— START Excerpted records —
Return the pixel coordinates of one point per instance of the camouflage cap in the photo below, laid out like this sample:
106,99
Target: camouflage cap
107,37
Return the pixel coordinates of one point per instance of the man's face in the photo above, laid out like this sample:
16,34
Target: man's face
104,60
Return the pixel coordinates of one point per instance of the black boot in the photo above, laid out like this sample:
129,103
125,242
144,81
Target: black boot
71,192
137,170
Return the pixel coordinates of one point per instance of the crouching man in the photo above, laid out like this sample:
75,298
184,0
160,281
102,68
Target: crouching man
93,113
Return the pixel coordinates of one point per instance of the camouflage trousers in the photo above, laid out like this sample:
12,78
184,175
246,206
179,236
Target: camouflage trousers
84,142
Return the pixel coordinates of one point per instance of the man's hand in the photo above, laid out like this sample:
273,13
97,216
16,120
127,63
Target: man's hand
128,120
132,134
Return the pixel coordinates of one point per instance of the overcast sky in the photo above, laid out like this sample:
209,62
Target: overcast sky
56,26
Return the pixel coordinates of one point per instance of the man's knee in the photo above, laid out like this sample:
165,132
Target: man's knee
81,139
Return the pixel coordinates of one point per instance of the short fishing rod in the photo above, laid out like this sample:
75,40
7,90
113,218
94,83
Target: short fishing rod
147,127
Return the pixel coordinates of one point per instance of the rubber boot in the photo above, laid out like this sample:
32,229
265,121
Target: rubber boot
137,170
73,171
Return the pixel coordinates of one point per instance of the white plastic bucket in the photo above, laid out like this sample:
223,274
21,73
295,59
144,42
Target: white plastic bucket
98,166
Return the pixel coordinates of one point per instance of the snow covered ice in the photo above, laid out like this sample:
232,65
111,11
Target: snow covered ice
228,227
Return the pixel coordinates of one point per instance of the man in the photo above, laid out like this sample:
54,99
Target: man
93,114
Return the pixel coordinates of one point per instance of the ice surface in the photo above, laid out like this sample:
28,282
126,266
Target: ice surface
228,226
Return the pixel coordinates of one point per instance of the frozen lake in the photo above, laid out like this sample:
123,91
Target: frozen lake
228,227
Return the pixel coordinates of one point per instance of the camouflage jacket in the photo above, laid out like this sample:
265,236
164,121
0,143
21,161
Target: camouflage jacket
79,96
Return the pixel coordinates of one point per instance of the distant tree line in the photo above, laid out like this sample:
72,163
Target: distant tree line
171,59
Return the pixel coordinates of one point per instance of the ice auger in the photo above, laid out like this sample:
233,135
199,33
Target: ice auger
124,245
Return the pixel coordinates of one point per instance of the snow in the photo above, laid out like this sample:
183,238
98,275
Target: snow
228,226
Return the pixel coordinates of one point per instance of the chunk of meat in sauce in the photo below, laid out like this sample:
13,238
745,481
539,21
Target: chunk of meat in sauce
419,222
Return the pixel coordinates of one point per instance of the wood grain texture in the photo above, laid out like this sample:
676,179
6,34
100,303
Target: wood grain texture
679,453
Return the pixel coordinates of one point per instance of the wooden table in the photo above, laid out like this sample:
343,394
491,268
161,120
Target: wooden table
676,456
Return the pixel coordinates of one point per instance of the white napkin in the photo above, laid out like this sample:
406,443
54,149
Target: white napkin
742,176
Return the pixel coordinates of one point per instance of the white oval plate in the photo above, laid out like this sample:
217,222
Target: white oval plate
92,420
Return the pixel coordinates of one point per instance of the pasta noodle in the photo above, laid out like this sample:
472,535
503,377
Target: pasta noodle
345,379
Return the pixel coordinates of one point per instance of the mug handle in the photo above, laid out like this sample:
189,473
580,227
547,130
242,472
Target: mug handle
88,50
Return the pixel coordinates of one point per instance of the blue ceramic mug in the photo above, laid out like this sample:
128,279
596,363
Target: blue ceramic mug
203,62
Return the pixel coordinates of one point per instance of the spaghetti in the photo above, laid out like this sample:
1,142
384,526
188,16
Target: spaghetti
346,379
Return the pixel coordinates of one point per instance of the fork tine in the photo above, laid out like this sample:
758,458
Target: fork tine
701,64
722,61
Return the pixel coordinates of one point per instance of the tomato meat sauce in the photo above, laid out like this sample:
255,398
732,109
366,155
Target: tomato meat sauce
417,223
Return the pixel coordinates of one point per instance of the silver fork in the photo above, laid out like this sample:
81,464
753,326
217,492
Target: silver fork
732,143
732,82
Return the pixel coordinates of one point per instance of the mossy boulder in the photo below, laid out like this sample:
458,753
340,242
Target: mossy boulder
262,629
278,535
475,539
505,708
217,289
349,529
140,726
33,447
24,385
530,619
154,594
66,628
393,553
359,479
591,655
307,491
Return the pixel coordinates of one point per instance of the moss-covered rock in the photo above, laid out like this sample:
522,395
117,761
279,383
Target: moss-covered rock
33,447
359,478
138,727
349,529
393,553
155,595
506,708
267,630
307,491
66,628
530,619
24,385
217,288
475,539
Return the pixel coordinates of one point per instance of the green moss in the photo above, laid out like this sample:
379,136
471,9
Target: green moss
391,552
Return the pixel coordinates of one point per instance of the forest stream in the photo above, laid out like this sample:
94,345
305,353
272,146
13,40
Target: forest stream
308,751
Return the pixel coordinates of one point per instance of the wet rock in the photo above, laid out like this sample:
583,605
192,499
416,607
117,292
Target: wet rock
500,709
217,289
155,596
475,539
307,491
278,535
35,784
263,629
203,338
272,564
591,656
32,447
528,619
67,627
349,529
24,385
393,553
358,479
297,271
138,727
— END Excerpted records —
# Work to complete
Copy out all of the items above, swapping "laid out like this sample" for "formatted like this example" wherever it occurs and changing nothing else.

# Completed exercise
Return the pixel coordinates of one point per instance of the camouflage cap in the photo below, formatted like this example:
106,99
Target: camouflage cap
107,37
Return the pixel coordinates of one point per instance of the man's face in the photo above, formatted like this example:
16,34
Target: man's face
104,60
Return the pixel coordinates of one point per instance of the black boot in the photo above, formatted like this example:
129,103
125,242
144,81
Target: black boot
71,192
137,170
Return the pixel coordinates of one point per instance of the crouching man in the photo above, formatted like this example:
75,298
184,0
160,281
102,68
Target: crouching man
93,113
Return the pixel coordinates of one point per instance of the camouflage trousers in the photo above, formatted like this example:
12,78
184,175
246,206
179,236
Target: camouflage trousers
84,142
Return the pixel coordinates of one point per instance of the man's hand in the photo above, formatted like this example:
273,13
97,216
16,120
127,63
Target: man's hand
128,120
132,134
Return the pixel coordinates of one point per instance of the overcast sky in the photo above, formatted like this example:
209,62
Target: overcast sky
56,26
Return the pixel coordinates of one point per instance of the man's knee in the photo above, formatted like this example:
165,132
Target: man's knee
81,139
Return the pixel coordinates of one point per instance of the short fishing rod in the photo above, formatted like this example:
75,40
7,90
113,218
94,83
Target: short fishing rod
147,127
Return the pixel coordinates of one point per instance of the rubber boot in the photo above, formatted like this example:
32,229
265,121
Target: rubber boot
137,170
73,171
Return the pixel coordinates of one point per instance of the white plastic bucket in the photo above, formatted like this example:
223,274
21,73
295,59
144,42
Target: white plastic bucket
98,166
Return the pixel coordinates of one point per instance of the snow covered ice in the photo above, formatted like this example:
232,65
111,11
Target: snow covered ice
228,227
Return the pixel coordinates of one point per instance of the man in the photo above, formatted like this example:
54,99
Target: man
93,114
Return the pixel coordinates of one point per instance of the ice surface in the photo above, formatted like this example:
28,282
126,266
Target: ice surface
228,226
Return the pixel coordinates of one point per instance of the frozen lake in the photo above, formatted like this example:
123,91
Target: frozen lake
228,227
Return the pixel coordinates of one point per instance of the camouflage jacket in the photo above, formatted like this example:
265,236
164,121
0,143
21,161
Target: camouflage jacket
79,96
Return the pixel coordinates of one point per instance of the distant tree line in the photo above, formatted like this example:
72,163
Target: distant tree line
171,59
Return the pixel coordinates of one point per instance of the ice auger in the photo above, formatted like this example:
233,135
199,33
Target: ice auger
124,245
Return the pixel coordinates of one point per instance of the snow in the photo above, formatted like this example:
183,238
98,275
Target: snow
228,226
Return the pixel coordinates of one point per instance of the chunk of meat in sauce in the photo below, formatted like this example:
13,238
745,481
539,21
Target: chunk of meat in sauce
419,222
Return the pixel coordinates of one point per instance of the wood grain texture in the photo above, formatted like this example:
676,179
6,34
100,303
Target: wood grain texture
679,453
Return the pixel coordinates of one point per instance of the wooden table in the photo above, formatted like this example:
343,394
491,268
161,120
Target: wooden table
676,456
Return the pixel coordinates of one point per instance of the white napkin in the photo above, formatted like this example:
406,443
54,149
Target: white napkin
742,176
Return the pixel coordinates of one point per instance of the white oval plate in the photo above, formatted like this example:
217,222
Target: white oval plate
92,420
Return the pixel coordinates of one point per instance of the pasta noodle in the photo above, formatted like this example:
472,535
503,377
Target: pasta noodle
345,379
Return the pixel coordinates of one point per instance of the mug handle in the photo above, formatted like this example:
189,473
580,227
547,130
242,472
Target: mug handle
88,50
Return the pixel coordinates of one point per instance of the blue ceramic mug in the photo above, formatted like this example:
128,279
596,363
Target: blue ceramic mug
203,62
Return the pixel coordinates of one point per instance of the spaghetti in the photo above, formatted like this example:
1,142
384,526
188,16
Target: spaghetti
346,379
Return the pixel coordinates of one point per instance of the fork tine in the photo above, formatted like this example:
758,458
Target: fork tine
701,64
722,61
Return the pixel coordinates of one point per instance of the tomato meat sauce in the photo above, formatted like this example:
255,398
732,109
366,155
Target: tomato meat sauce
417,223
Return the pixel coordinates of one point per instance of the silver fork in the photo above, formatted like this example:
81,464
753,326
217,492
Target: silver fork
732,143
732,82
Return the pixel coordinates of one point per instance of the mossy boulder in the photo below, formatted like this example:
458,753
340,242
Target: mossy boulder
262,629
278,535
475,539
505,708
217,289
349,529
140,726
33,447
24,385
530,619
154,594
66,628
393,553
359,479
591,655
307,491
Return the pixel coordinates of one point per instance of the moss-covered rock in the photo above, formatted like this example:
522,395
117,761
279,383
Target: moss-covered rock
33,447
359,478
138,727
349,529
393,553
155,595
506,708
267,630
307,491
66,628
530,619
24,385
217,288
475,539
Return the pixel coordinates of one point per instance of the green moss in the photo above, formatted like this example:
379,136
471,9
Target: green moss
391,552
Return the pixel coordinates of one point per instance of the forest stream in the photo above, formatted like this example:
94,345
305,353
272,146
13,40
Target: forest stream
308,751
Return the pixel coordinates of one point per instance of the wet rock in the photo above, formatted like this example:
583,605
192,499
416,607
117,292
Target: wet rock
500,709
217,289
155,596
475,539
307,491
278,535
35,784
263,629
203,338
272,564
591,656
32,447
528,619
67,627
349,529
24,385
393,553
358,479
297,271
138,727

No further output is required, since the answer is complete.